## Your task
Give the records again, every one, exactly.

>>>

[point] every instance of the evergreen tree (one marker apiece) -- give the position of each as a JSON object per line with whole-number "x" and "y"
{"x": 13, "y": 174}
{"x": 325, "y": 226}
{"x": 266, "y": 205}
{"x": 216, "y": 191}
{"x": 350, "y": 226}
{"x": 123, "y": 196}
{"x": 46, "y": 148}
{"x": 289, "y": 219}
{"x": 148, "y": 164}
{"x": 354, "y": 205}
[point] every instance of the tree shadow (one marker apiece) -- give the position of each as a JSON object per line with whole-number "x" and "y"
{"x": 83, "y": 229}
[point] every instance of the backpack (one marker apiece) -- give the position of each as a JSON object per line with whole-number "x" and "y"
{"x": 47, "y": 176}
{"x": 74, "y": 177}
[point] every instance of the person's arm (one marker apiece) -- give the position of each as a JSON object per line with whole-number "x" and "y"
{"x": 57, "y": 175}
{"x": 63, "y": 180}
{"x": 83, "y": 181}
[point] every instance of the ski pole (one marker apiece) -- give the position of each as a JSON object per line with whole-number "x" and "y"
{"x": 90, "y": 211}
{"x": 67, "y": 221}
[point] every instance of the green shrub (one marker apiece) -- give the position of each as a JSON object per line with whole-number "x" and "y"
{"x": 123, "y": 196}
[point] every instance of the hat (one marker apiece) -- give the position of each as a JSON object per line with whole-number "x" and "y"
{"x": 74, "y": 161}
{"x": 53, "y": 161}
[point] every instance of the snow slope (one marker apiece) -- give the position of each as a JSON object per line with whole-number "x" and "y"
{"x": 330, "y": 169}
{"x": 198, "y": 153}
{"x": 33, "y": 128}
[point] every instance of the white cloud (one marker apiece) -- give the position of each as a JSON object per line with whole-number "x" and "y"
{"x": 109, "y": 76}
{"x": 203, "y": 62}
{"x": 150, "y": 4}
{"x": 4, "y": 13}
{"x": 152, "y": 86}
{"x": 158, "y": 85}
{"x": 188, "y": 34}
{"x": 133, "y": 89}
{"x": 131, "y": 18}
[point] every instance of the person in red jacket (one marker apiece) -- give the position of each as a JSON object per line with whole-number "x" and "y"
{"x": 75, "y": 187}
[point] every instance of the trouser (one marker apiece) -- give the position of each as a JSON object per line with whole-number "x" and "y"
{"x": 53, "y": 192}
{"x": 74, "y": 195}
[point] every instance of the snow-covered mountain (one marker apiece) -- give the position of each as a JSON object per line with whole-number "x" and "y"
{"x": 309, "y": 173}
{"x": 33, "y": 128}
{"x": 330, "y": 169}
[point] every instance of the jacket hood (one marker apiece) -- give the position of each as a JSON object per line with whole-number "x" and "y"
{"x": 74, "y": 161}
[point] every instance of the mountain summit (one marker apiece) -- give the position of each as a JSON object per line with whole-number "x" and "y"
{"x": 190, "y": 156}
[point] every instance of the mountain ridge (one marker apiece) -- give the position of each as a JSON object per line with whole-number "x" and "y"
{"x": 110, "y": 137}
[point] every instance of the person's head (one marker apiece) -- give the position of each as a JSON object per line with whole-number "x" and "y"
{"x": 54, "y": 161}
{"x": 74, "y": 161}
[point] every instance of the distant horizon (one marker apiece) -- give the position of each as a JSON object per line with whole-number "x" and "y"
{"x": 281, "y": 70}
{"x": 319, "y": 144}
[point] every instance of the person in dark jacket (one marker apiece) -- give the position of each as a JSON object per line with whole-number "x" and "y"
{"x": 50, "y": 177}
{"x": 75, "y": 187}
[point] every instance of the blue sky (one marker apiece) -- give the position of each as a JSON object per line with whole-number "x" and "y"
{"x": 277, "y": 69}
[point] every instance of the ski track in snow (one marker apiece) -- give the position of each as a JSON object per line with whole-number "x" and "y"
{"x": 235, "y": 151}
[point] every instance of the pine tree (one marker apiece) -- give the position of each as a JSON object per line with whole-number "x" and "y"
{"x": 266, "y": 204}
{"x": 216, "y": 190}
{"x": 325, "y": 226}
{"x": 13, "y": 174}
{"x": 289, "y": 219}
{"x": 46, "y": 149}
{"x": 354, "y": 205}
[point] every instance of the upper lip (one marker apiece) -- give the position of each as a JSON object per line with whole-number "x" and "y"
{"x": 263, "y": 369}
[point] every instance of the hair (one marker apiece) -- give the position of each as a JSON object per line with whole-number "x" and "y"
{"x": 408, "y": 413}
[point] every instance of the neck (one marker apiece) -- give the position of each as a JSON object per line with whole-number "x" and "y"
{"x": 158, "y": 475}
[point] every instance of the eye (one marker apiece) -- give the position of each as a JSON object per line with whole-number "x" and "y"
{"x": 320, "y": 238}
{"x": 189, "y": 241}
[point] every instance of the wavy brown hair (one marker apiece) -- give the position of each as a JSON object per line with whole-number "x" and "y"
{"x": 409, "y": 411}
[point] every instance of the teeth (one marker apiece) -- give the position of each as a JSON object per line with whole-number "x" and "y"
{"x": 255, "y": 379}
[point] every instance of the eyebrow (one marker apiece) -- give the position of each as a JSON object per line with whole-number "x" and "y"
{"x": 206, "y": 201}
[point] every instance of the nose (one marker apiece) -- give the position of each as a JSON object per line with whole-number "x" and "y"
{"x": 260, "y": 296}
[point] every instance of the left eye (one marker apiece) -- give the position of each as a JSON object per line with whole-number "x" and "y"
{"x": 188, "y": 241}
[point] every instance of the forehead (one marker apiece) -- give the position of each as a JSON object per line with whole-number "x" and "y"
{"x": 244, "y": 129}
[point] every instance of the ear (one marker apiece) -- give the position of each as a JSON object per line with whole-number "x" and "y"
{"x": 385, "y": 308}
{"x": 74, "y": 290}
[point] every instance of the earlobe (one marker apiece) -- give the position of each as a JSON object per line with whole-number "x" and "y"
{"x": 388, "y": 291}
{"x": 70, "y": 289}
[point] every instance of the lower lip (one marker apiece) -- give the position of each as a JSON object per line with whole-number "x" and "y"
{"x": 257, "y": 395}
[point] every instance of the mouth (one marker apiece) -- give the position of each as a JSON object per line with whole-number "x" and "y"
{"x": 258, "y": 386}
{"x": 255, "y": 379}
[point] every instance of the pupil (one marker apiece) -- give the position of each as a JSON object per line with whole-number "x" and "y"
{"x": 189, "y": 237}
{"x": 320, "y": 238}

<<<

## Response to the task
[point] every instance of the evergreen tree (one marker apiece) -- give the position of each as a JSON object per line with whole-number "x" and "y"
{"x": 13, "y": 174}
{"x": 325, "y": 226}
{"x": 266, "y": 205}
{"x": 216, "y": 191}
{"x": 350, "y": 226}
{"x": 123, "y": 196}
{"x": 46, "y": 148}
{"x": 289, "y": 219}
{"x": 148, "y": 164}
{"x": 354, "y": 205}
[point] every instance of the tree shadow (one marker apiece) -- give the position of each as a JSON object per line with whole-number "x" and "y"
{"x": 83, "y": 229}
[point] every instance of the backpack (one marker apiece) -- give the position of each as a JSON object per line with whole-number "x" and "y"
{"x": 47, "y": 176}
{"x": 74, "y": 177}
[point] every instance of the person's arm (one marker apiece) -- give the position of each as a JSON object per line with whole-number "x" and "y"
{"x": 57, "y": 175}
{"x": 63, "y": 180}
{"x": 83, "y": 181}
[point] every instance of the ski pole (one marker apiece) -- give the position of each as a JSON object per line with whole-number "x" and "y"
{"x": 90, "y": 211}
{"x": 67, "y": 221}
[point] every instance of the green shrub (one marker apiece) -- give the position of each as a JSON object per line with whole-number "x" and "y"
{"x": 123, "y": 196}
[point] every instance of the hat (one marker apiece) -- give the position of each as a JSON object per line with whole-number "x" and "y"
{"x": 74, "y": 161}
{"x": 53, "y": 161}
[point] every instance of the snow slope (one marker apiece) -- give the position of each as a JSON object per line with whole-number "x" and "y"
{"x": 330, "y": 169}
{"x": 198, "y": 153}
{"x": 33, "y": 128}
[point] every instance of the white cloud (one marker apiece) -- give the position of each as a JSON object per line with whole-number "x" and "y"
{"x": 109, "y": 76}
{"x": 203, "y": 62}
{"x": 150, "y": 4}
{"x": 4, "y": 13}
{"x": 152, "y": 86}
{"x": 158, "y": 85}
{"x": 188, "y": 34}
{"x": 133, "y": 89}
{"x": 131, "y": 18}
[point] every instance of the person in red jacket (one marker apiece) -- give the position of each as a JSON object per line with whole-number "x" and "y"
{"x": 75, "y": 187}
[point] every instance of the trouser (one marker apiece) -- give the position of each as a JSON object per line with whole-number "x" and "y"
{"x": 53, "y": 192}
{"x": 74, "y": 195}
[point] every instance of the snow-covered mountain (one marker apiece) -- give the position of each as a JSON object per line with whole-number "x" and "y"
{"x": 309, "y": 173}
{"x": 33, "y": 128}
{"x": 330, "y": 169}
[point] every instance of the jacket hood (one marker apiece) -- give the position of each as a JSON object per line with whole-number "x" and "y"
{"x": 74, "y": 161}
[point] every instance of the mountain summit (one marker apiece) -- give the position of each as a JSON object per line with whole-number "x" and "y"
{"x": 190, "y": 156}
[point] every instance of the mountain ridge (one marker apiece) -- give the position of each as a JSON object per line with whole-number "x" and "y"
{"x": 110, "y": 137}
[point] every instance of the person's head (one marker apiece) -- give the position of each as a JSON object per line with whole-number "x" and "y"
{"x": 54, "y": 161}
{"x": 74, "y": 161}
[point] every instance of the distant horizon (one marker apiece) -- give the position of each as a JSON object per line with whole-number "x" and "y"
{"x": 281, "y": 70}
{"x": 319, "y": 144}
[point] every instance of the person in dark jacket (one marker apiece) -- give the position of each as a JSON object per line with whole-number "x" and "y"
{"x": 50, "y": 177}
{"x": 75, "y": 187}
[point] every instance of the blue sky (one marker apiece) -- give the position of each as a JSON object per line with whole-number "x" and "y"
{"x": 277, "y": 69}
[point] every instance of the ski track in snow (one marker apiece) -- give the position of each as a JSON object per line with whole-number "x" and "y"
{"x": 235, "y": 151}
[point] every instance of the pine tree (one marker apiece) -- give the position of each as a JSON object per line with whole-number "x" and "y"
{"x": 266, "y": 204}
{"x": 216, "y": 190}
{"x": 325, "y": 226}
{"x": 13, "y": 174}
{"x": 289, "y": 219}
{"x": 46, "y": 149}
{"x": 354, "y": 205}
[point] every instance of the upper lip (one marker apiece) -- give the position of each as a JSON object per line with whole-number "x" and "y"
{"x": 263, "y": 369}
[point] every instance of the hair (one marker apiece) -- give the position of each as a JSON object per line with whole-number "x" and "y"
{"x": 408, "y": 413}
[point] every instance of the neck (one marker apiece) -- give the position of each as a JSON object per line with whole-number "x" and "y"
{"x": 158, "y": 475}
[point] every instance of the eye (one marker apiece) -- give the position of each as a JSON object per line with whole-number "x" and "y"
{"x": 320, "y": 238}
{"x": 189, "y": 241}
[point] every instance of the wavy brown hair (one marker apiece) -- give the position of each as a JSON object per line with whole-number "x" and "y"
{"x": 409, "y": 411}
[point] every instance of the teeth (one marker apiece) -- give the position of each as a JSON object per line with whole-number "x" and "y"
{"x": 255, "y": 379}
[point] every instance of the eyebrow (one marker apiece) -- give the position of each as a JSON object per line with whole-number "x" and "y"
{"x": 206, "y": 201}
[point] every instance of the nose (one marker apiece) -- give the position of each as a JSON object per line with whole-number "x" and "y"
{"x": 260, "y": 296}
[point] every instance of the left eye (one marker apiece) -- give the position of each as a JSON object per line with whole-number "x" and "y"
{"x": 188, "y": 241}
[point] every instance of the forehead (one marker apiece) -- give the position of each as a JSON object per line with whole-number "x" and "y"
{"x": 244, "y": 129}
[point] every instance of the ear (one marker apiece) -- give the position of each as a JSON object per line with whole-number "x" and "y"
{"x": 385, "y": 308}
{"x": 74, "y": 290}
[point] every instance of the earlobe (one marker apiece) -- give the position of each as a JSON object per line with whole-number "x" and "y"
{"x": 388, "y": 291}
{"x": 70, "y": 289}
[point] every instance of the lower lip (one marker apiece) -- give the position of each as a JSON object per line with whole-number "x" and "y"
{"x": 257, "y": 395}
[point] every instance of the mouth (one marker apiece) -- give the position of each as a JSON object per line with whole-number "x" and "y"
{"x": 258, "y": 386}
{"x": 255, "y": 379}
[point] every instance of the pupil (one marker apiece) -- give the position of each as a JSON object per line with whole-number "x" and "y"
{"x": 189, "y": 237}
{"x": 320, "y": 238}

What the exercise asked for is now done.